__To do__:
A – Answer these questions about the doorbell patch thread:
(i) How many files does the patch change, with how many insertions and deletions?
(ii) Under the V2 note, which function is used directly in place of a wrapper API?
(iii) In kfd_device.c, the removed memset call clears which field?
B – Quote everything in the doorbell patch thread from "V2: Do not use" down to "insertions(+), 82 deletions(-)".

__Document excerpt__:
Re: [PATCH v2 08/12] drm/amdgpu: use doorbell manager for kfd kernel doorbells

[Date Prev][Date Next][Thread Prev][Thread Next][Date Index][Thread Index]

 



Hey Felix,

Thanks for your comments, mine inline.


On 21/04/2023 21:58, Felix Kuehling wrote:

On 2023-04-12 12:25, Shashank Sharma wrote:
This patch:
- adds a doorbell bo in kfd device structure.
- creates doorbell page for kfd kernel usages.
- updates the get_kernel_doorbell and free_kernel_doorbell functions
   accordingly

V2: Do not use wrapper API, use direct amdgpu_create_kernel(Alex)

Cc: Alex Deucher <alexander.deucher@xxxxxxx>
Cc: Christian Koenig <christian.koenig@xxxxxxx>
Cc: Felix Kuehling <Felix.Kuehling@xxxxxxx>
Signed-off-by: Shashank Sharma <shashank.sharma@xxxxxxx>
---
  drivers/gpu/drm/amd/amdkfd/kfd_device.c   |   2 -
  drivers/gpu/drm/amd/amdkfd/kfd_doorbell.c | 110 ++++++----------------
  drivers/gpu/drm/amd/amdkfd/kfd_priv.h     |   6 ++
  3 files changed, 36 insertions(+), 82 deletions(-)

diff --git a/drivers/gpu/drm/amd/amdkfd/kfd_device.c b/drivers/gpu/drm/amd/amdkfd/kfd_device.c
index b8936340742b..49e3c4e021af 100644
--- a/drivers/gpu/drm/amd/amdkfd/kfd_device.c
+++ b/drivers/gpu/drm/amd/amdkfd/kfd_device.c
@@ -435,8 +435,6 @@ struct kfd_dev *kgd2kfd_probe(struct amdgpu_device *adev, bool vf)
      atomic_set(&kfd->compute_profile, 0);
        mutex_init(&kfd->doorbell_mutex);
-    memset(&kfd->doorbell_available_index, 0,
-        sizeof(kfd->doorbell_available_index));
        atomic_set(&kfd->sram_ecc_flag, 0);
  diff --git a/drivers/gpu/drm/amd/amdkfd/kfd_doorbell.c b/drivers/gpu/drm/amd/amdkfd/kfd_doorbell.c
index cd4e61bf0493..82b4a56b0afc 100644
--- a/drivers/gpu/drm/amd/amdkfd/kfd_doorbell.c
+++ b/drivers/gpu/drm/amd/amdkfd/kfd_doorbell.c
@@ -61,81 +61,39 @@ size_t kfd_doorbell_process_slice(struct kfd_dev *kfd)
  /* Doorbell calculations for device init. */
  int kfd_doorbell_init(struct kfd_dev *kfd)

__Data section__:
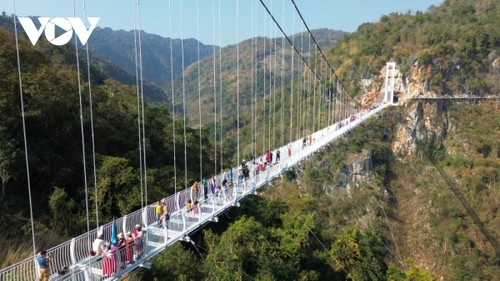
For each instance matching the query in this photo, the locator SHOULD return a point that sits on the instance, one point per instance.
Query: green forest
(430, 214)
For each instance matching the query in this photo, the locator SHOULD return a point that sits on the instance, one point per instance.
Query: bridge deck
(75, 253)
--
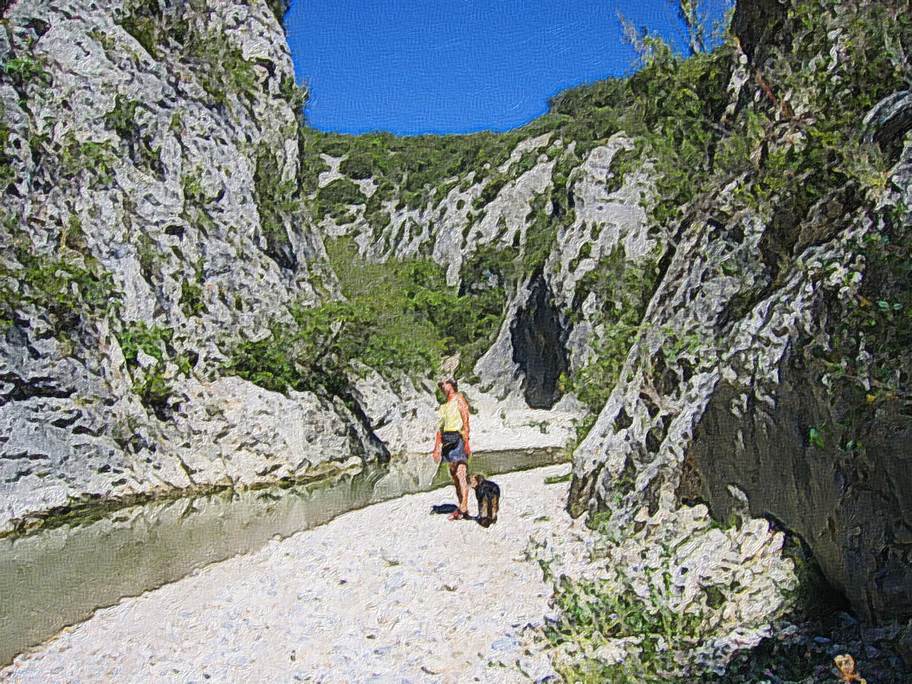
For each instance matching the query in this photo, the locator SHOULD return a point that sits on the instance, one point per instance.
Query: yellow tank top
* * *
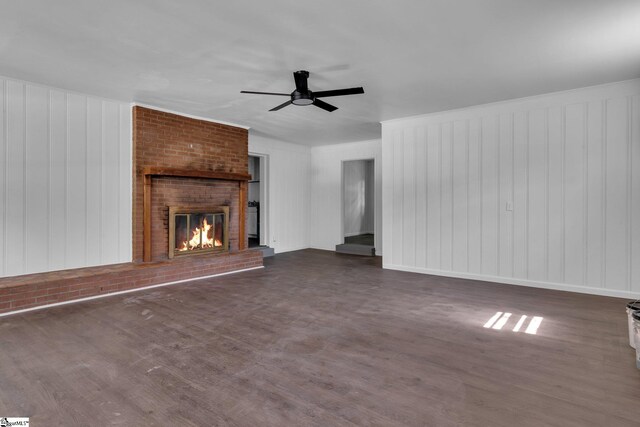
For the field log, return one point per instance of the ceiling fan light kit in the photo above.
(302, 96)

__Results in order__:
A –
(i) 3 files, with 36 insertions and 82 deletions.
(ii) amdgpu_create_kernel.
(iii) kfd->doorbell_available_index.

B –
V2: Do not use wrapper API, use direct amdgpu_create_kernel(Alex)

Cc: Alex Deucher <alexander.deucher@xxxxxxx>
Cc: Christian Koenig <christian.koenig@xxxxxxx>
Cc: Felix Kuehling <Felix.Kuehling@xxxxxxx>
Signed-off-by: Shashank Sharma <shashank.sharma@xxxxxxx>
---
  drivers/gpu/drm/amd/amdkfd/kfd_device.c   |   2 -
  drivers/gpu/drm/amd/amdkfd/kfd_doorbell.c | 110 ++++++----------------
  drivers/gpu/drm/amd/amdkfd/kfd_priv.h     |   6 ++
  3 files changed, 36 insertions(+), 82 deletions(-)